--- DIRECTIONS FOR THIS TASK ---
Reproduce nothing but the closing run of lines: the line with "pin: the green tractor, one" and each line that follows it to the end of the data.
** start **
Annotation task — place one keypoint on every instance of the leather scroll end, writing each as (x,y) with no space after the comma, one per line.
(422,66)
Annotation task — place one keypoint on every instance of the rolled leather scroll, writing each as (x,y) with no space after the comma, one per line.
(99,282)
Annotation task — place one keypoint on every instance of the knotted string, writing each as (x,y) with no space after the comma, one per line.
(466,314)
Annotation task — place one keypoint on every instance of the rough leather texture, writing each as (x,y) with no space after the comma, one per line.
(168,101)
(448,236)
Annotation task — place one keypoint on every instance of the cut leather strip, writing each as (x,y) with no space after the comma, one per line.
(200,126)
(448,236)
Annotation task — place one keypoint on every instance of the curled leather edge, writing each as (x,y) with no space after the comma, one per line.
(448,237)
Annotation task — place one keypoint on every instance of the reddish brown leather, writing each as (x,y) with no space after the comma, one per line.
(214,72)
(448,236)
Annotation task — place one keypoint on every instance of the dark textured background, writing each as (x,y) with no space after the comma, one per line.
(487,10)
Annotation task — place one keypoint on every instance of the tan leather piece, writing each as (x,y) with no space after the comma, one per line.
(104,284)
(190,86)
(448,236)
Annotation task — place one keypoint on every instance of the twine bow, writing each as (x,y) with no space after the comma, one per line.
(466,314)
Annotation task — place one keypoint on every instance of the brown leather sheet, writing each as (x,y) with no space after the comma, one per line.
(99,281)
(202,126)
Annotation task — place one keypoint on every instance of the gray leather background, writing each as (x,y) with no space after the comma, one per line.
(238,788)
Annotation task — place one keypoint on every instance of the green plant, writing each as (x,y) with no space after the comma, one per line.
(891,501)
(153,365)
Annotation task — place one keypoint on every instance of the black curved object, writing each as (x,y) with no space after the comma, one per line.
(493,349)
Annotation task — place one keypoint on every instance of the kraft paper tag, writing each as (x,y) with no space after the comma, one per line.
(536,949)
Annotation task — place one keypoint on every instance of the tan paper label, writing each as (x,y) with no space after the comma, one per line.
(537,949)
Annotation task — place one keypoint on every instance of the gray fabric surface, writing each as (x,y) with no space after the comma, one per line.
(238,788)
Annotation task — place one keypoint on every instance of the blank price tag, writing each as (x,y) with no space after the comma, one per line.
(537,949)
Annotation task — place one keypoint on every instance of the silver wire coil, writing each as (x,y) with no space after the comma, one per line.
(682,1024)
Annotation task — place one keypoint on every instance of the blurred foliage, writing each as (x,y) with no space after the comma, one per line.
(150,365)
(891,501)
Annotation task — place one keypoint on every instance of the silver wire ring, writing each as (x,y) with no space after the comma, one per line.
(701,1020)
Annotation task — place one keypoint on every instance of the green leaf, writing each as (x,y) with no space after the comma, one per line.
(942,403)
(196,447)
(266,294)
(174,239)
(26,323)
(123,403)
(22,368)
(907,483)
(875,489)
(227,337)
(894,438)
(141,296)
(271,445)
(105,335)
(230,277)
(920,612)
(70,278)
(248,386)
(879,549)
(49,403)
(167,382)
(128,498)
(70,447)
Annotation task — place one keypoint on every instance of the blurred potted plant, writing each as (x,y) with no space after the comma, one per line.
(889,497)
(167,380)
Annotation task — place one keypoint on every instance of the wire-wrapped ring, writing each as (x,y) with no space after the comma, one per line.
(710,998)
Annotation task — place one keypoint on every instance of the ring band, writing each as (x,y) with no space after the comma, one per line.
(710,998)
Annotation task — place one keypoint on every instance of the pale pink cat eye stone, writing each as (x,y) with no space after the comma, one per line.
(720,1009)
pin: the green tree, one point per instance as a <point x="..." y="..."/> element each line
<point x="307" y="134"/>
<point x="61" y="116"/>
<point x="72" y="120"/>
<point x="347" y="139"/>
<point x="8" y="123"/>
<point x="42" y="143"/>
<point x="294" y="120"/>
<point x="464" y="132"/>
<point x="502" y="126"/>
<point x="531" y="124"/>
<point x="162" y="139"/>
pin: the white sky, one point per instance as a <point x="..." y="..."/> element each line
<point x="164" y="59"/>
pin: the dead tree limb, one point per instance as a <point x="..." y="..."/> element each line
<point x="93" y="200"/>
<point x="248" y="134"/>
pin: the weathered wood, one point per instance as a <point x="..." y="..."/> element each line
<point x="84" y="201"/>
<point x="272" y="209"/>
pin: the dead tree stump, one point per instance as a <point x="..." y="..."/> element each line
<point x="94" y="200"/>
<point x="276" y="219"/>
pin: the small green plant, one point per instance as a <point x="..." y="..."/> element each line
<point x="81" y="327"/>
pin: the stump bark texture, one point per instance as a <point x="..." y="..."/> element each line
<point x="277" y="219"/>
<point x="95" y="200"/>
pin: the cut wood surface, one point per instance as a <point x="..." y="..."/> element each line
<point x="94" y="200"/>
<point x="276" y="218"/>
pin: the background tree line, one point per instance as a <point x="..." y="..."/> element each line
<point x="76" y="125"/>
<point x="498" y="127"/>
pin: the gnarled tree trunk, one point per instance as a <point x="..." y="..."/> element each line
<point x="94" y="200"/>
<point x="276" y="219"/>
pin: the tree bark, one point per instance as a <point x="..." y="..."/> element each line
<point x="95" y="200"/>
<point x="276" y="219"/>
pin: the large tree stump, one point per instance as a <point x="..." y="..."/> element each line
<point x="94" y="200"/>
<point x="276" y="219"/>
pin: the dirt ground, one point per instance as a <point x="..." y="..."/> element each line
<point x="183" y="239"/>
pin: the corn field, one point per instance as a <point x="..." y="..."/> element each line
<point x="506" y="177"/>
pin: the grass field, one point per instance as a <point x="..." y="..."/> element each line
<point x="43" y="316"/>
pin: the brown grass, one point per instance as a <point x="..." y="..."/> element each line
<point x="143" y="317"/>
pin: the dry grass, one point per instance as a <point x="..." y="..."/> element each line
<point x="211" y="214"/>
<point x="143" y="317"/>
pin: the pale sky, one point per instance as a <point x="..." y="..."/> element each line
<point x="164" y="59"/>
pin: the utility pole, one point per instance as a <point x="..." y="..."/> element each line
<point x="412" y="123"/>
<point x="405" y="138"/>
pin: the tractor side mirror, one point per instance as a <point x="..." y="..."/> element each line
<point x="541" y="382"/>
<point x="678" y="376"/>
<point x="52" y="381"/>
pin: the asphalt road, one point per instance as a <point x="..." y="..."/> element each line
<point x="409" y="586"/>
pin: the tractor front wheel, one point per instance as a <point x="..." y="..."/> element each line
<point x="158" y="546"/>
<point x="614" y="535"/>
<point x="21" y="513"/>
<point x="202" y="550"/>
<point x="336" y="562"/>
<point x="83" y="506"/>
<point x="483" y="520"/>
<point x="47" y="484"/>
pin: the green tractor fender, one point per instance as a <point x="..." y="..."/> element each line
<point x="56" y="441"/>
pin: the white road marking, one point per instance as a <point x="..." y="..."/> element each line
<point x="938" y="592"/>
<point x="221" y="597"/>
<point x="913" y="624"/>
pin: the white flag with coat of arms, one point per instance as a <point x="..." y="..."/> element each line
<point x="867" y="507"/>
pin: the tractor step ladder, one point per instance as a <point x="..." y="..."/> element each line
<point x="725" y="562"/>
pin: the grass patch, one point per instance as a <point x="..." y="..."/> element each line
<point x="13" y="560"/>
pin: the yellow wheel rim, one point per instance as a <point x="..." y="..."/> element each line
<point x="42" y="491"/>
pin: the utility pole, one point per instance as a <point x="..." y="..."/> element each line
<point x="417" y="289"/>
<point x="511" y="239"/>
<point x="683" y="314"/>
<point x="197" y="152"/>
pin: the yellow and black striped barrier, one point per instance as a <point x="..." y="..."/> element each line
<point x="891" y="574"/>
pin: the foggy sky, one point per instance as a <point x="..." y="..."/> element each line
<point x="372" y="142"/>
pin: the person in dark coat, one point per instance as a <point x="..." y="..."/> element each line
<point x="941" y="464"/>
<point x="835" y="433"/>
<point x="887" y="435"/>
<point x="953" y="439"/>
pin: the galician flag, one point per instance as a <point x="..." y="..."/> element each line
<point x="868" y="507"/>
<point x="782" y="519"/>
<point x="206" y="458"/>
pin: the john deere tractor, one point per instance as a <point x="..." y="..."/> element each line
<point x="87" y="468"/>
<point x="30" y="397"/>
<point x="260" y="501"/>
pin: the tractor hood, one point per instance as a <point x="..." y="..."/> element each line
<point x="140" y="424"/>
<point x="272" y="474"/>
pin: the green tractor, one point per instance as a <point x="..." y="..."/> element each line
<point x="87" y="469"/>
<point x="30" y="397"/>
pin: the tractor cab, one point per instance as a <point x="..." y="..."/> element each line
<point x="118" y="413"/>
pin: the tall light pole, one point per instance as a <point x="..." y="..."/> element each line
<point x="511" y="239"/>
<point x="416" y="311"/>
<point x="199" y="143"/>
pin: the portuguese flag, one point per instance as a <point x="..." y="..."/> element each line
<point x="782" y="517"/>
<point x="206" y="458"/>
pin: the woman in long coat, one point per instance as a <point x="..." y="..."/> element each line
** end **
--- OUTPUT FOR THIS EXERCISE ---
pin: the green tractor, one point per instance as a <point x="..." y="..."/> element each line
<point x="87" y="469"/>
<point x="30" y="397"/>
pin: the tractor cab, one point per instance as a <point x="..." y="..."/> element each line
<point x="118" y="413"/>
pin: the tall light pole, one point per instance as a <point x="..." y="..."/> element each line
<point x="511" y="239"/>
<point x="416" y="311"/>
<point x="199" y="143"/>
pin: the portuguese flag, one point per instance as a <point x="..." y="..."/> element each line
<point x="782" y="517"/>
<point x="206" y="458"/>
pin: the woman in long coat, one point per instance as a <point x="..." y="..."/> element each line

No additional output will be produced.